- DOCUMENT TEXT:

================

Komorebi

Despondent organ music was droning in the nearby palazzo, and the crowd of people were all dressed in black. The music was filtering up to our balcony, the sound of a hundred voices singing canticles made its way through the green shutters of our apartment, into the kitchen, where I was putting on the tagliatelle to have with the amatriciana. That’s when Anna put her phone down and made an uncomfortable noise. Cascades of Facebook posts on her phone retold the horrifying story of the train crash in sentiments, photographs, and RIP’s. The hard lightbulb was forensic in its clarity, it was unmistakable that Anna was crying.

Anna had been to Hong Kong on the AFS program, too. Hong Kong’s historical subservience to Japan was a cultural link to Francesco. Francesco Tedone, victim of the 12th of July train crash. You may remember seeing it on the news in 2016. As the litanies of prayers rose from the sun-cracked palazzo, the effect was drowning in its inflammable passion. It became too real. ‘I have taken that same train countless times,’ Anna wept as I embraced her. ‘Countless times. He could have died in Japan. But it happened at home. ‘

Corato is a city marked by grief. The outdoor mass attended by the municipality building which we could hear from our terrace was a dedicatory service to Francesco who, exactly a year earlier, had been killed in a two-train collision just outside of Andria. A young man who had, like so many others, been on an AFS exchange. I had gone to Japan. He was known and loved. I had been unfairly robbed of life. 23 people died, including the two geriatric conductors. Tedone had been back home from Japan for a few days. He had been thousands of miles away and survived, only to come back home, to die.

================

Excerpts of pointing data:

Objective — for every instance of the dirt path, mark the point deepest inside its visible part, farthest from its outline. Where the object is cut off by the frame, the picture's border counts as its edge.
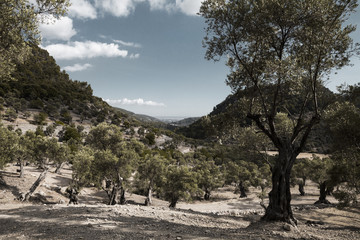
(225, 217)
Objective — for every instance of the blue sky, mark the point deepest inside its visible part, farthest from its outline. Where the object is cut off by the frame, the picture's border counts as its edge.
(146, 56)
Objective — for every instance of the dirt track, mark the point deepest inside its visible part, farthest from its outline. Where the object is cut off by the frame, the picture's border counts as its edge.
(226, 217)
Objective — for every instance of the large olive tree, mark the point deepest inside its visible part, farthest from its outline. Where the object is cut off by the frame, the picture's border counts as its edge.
(19, 21)
(278, 51)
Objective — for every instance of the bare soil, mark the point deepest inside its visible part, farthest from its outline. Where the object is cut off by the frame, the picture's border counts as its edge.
(226, 216)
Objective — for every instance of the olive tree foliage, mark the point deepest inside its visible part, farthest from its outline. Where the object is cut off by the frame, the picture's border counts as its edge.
(115, 159)
(8, 140)
(301, 173)
(210, 176)
(278, 50)
(319, 172)
(19, 21)
(343, 120)
(151, 169)
(180, 182)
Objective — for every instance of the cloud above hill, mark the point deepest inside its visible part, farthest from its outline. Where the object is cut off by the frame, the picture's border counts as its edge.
(139, 102)
(77, 67)
(82, 9)
(57, 29)
(90, 9)
(85, 50)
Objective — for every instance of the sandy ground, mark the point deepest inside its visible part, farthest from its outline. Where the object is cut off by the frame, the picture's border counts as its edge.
(226, 216)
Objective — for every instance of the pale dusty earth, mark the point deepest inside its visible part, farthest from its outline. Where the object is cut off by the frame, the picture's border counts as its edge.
(226, 216)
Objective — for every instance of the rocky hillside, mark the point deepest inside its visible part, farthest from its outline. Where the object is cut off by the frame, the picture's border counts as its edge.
(39, 85)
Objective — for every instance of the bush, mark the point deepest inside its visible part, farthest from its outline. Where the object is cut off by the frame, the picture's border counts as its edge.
(345, 198)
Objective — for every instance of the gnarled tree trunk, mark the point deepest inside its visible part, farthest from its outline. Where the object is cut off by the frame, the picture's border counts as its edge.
(207, 195)
(301, 188)
(148, 200)
(21, 168)
(242, 190)
(26, 196)
(173, 202)
(323, 193)
(279, 208)
(59, 167)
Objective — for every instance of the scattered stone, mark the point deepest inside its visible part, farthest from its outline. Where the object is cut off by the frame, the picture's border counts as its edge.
(287, 227)
(314, 223)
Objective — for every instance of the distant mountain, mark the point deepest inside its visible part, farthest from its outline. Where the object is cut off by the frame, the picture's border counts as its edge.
(140, 117)
(229, 116)
(185, 122)
(41, 86)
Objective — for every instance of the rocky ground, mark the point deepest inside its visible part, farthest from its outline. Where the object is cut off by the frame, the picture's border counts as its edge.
(49, 216)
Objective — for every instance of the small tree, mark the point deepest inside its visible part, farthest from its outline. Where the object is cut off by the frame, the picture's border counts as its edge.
(210, 176)
(243, 174)
(149, 173)
(114, 159)
(40, 118)
(8, 141)
(343, 120)
(179, 183)
(19, 23)
(301, 173)
(319, 173)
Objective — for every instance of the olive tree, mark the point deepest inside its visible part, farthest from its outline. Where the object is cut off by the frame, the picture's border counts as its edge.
(279, 50)
(114, 159)
(19, 21)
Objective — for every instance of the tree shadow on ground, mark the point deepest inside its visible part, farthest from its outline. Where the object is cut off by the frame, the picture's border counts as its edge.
(92, 223)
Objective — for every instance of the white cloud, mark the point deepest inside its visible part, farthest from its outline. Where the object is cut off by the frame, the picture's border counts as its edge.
(128, 44)
(118, 8)
(134, 56)
(139, 102)
(77, 67)
(123, 8)
(189, 7)
(161, 5)
(83, 50)
(54, 29)
(82, 9)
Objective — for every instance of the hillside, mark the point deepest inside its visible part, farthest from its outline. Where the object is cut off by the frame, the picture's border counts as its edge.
(229, 117)
(40, 86)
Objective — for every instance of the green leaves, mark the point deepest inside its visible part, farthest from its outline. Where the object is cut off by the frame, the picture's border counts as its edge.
(19, 29)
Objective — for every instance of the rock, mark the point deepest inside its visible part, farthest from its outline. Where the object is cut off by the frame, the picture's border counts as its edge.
(287, 227)
(46, 186)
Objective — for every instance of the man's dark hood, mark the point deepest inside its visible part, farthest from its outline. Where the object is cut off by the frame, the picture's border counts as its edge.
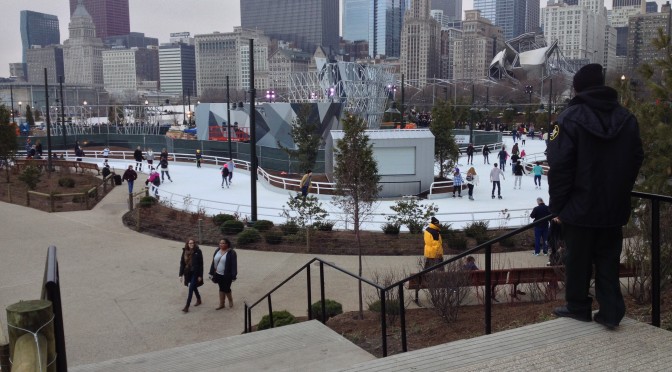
(596, 109)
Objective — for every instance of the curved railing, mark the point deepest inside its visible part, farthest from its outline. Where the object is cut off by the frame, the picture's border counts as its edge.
(486, 248)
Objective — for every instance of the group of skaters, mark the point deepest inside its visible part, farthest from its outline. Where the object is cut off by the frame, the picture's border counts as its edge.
(497, 172)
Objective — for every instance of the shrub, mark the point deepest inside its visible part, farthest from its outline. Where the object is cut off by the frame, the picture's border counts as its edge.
(333, 308)
(324, 225)
(249, 236)
(391, 307)
(147, 201)
(273, 236)
(263, 225)
(290, 228)
(66, 182)
(280, 318)
(476, 228)
(219, 219)
(391, 228)
(457, 242)
(232, 227)
(30, 175)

================

- THINGS TO DO:
1. Quote the essay "Komorebi" in full, word for word.
2. Pull out every line of the listing that contains the string "dirt". Matching is case-sensitive.

- RESULTS:
1.
Komorebi

Despondent organ music was droning in the nearby palazzo, and the crowd of people were all dressed in black. The music was filtering up to our balcony, the sound of a hundred voices singing canticles made its way through the green shutters of our apartment, into the kitchen, where I was putting on the tagliatelle to have with the amatriciana. That’s when Anna put her phone down and made an uncomfortable noise. Cascades of Facebook posts on her phone retold the horrifying story of the train crash in sentiments, photographs, and RIP’s. The hard lightbulb was forensic in its clarity, it was unmistakable that Anna was crying.

Anna had been to Hong Kong on the AFS program, too. Hong Kong’s historical subservience to Japan was a cultural link to Francesco. Francesco Tedone, victim of the 12th of July train crash. You may remember seeing it on the news in 2016. As the litanies of prayers rose from the sun-cracked palazzo, the effect was drowning in its inflammable passion. It became too real. ‘I have taken that same train countless times,’ Anna wept as I embraced her. ‘Countless times. He could have died in Japan. But it happened at home. ‘

Corato is a city marked by grief. The outdoor mass attended by the municipality building which we could hear from our terrace was a dedicatory service to Francesco who, exactly a year earlier, had been killed in a two-train collision just outside of Andria. A young man who had, like so many others, been on an AFS exchange. I had gone to Japan. He was known and loved. I had been unfairly robbed of life. 23 people died, including the two geriatric conductors. Tedone had been back home from Japan for a few days. He had been thousands of miles away and survived, only to come back home, to die.

2.
Objective — for every instance of the dirt path, mark the point deepest inside its visible part, farthest from its outline. Where the object is cut off by the frame, the picture's border counts as its edge.
Objective — for every instance of the dirt track, mark the point deepest inside its visible part, farthest from its outline. Where the object is cut off by the frame, the picture's border counts as its edge.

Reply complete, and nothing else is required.